SET OF TASKS -
1 - From the abstract on the Nemesis escape game, list every kind of graph it names when giving its results.
2 - In the abstract on the Nemesis escape game, what does the Nemesis do right after the fugitive moves in each round?
3 - Pick up the abstract on the Nemesis escape game after its final sentence and keep writing.

──────── SUPPLIED TEXT ────────

We define a new escape game in graphs that we call Nemesis. The game is played on a graph having a subset of vertices labeled as exits and the goal of one of the two players, called the fugitive, is to reach one of these exit vertices. The second player, i.e. the fugitive adversary, is called the Nemesis. Her goal is to trap the fugitive in a connected component which does not contain any exit. At each round of the game, the fugitive moves from one vertex to an adjacent vertex. Then the Nemesis deletes one edge anywhere in the graph. The game ends when either the fugitive reached an exit or when he is in a connected component that does not contain any exit. In trees and graphs of maximum degree bounded by 3, Nemesis can be solved in linear time. For arbitrary graphs, we show that Nemesis is PSPACE-complete, and that it is NP-hard on planar multigraphs. We extend our results to the related Cat Herding problem, proving its PSPACE-completeness.

──────── EXCERPTED RECORDS ────────

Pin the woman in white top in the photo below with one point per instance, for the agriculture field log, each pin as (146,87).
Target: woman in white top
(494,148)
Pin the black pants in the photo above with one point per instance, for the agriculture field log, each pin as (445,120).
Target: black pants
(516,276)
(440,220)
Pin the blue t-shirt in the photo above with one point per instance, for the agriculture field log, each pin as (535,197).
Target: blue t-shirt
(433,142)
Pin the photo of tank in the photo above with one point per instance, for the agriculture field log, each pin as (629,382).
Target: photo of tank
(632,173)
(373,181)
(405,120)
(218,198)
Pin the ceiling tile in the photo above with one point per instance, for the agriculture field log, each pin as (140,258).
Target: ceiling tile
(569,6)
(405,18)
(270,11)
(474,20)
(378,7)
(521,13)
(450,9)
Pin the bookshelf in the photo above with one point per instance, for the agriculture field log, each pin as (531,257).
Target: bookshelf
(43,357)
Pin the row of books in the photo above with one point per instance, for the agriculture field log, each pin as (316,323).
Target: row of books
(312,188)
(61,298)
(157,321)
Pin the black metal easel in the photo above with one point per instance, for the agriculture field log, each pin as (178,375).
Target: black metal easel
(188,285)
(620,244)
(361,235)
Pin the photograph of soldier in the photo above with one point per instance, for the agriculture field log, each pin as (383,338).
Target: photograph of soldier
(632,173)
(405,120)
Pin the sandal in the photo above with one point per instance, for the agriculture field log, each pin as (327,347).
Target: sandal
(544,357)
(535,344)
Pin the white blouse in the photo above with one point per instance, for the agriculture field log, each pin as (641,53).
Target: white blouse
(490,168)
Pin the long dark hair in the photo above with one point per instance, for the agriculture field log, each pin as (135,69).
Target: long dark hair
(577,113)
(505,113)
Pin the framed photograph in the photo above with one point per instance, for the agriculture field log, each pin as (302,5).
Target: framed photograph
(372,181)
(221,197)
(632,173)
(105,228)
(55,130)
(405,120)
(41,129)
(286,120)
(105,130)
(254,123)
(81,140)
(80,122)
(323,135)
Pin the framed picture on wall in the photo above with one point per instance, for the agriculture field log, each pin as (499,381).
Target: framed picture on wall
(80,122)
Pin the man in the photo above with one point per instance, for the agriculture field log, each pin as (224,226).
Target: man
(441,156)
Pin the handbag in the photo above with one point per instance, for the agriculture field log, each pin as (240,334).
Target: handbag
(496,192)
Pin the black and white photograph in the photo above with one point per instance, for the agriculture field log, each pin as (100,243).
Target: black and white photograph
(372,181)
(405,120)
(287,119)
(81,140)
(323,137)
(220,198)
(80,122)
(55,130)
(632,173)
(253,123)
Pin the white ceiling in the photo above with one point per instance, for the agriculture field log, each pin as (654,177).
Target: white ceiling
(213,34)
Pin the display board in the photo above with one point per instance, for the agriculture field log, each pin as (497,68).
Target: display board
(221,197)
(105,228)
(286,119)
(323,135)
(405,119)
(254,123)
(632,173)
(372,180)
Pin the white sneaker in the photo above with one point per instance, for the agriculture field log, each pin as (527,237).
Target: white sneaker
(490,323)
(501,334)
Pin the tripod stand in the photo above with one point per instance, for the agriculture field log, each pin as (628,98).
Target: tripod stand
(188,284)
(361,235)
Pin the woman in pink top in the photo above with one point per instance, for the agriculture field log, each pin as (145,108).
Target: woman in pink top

────────

ANSWERS TO THE TASKS -
1 - Trees; graphs of maximum degree bounded by 3; arbitrary graphs; planar multigraphs

2 - She deletes one edge anywhere in the graph.

3 -
Cite As Get BibTex

Pierre Bergé, Antoine Dailly, and Yan Gerard. Nemesis, an Escape Game in Graphs. In 13th International Conference on Fun with Algorithms (FUN 2026). Leibniz International Proceedings in Informatics (LIPIcs), Volume 366, pp. 7:1-7:22, Schloss Dagstuhl – Leibniz-Zentrum für Informatik (2026) https://doi.org/10.4230/LIPIcs.FUN.2026.7

Author Details

Pierre Bergé
  • Université Grenoble Alpes, CNRS, Grenoble INP, LIG, 38000 Grenoble, France
Antoine Dailly
  • Université Clermont Auvergne, INRAE, UR TSCF, 63000 Clermont-Ferrand, France
Yan Gerard
  • Université Clermont-Auvergne, CNRS, Mines de Saint-Étienne, Clermont-Auvergne-INP, LIMOS, 63000 Clermont-Ferrand, France

Funding

This work was supported by the project ANR SPAWN ANR-25-CE48-1750.

Acknowledgements

We thank Claire Hilaire and Gaëtan Berthe for the discussions and the different ideas they brought to this work.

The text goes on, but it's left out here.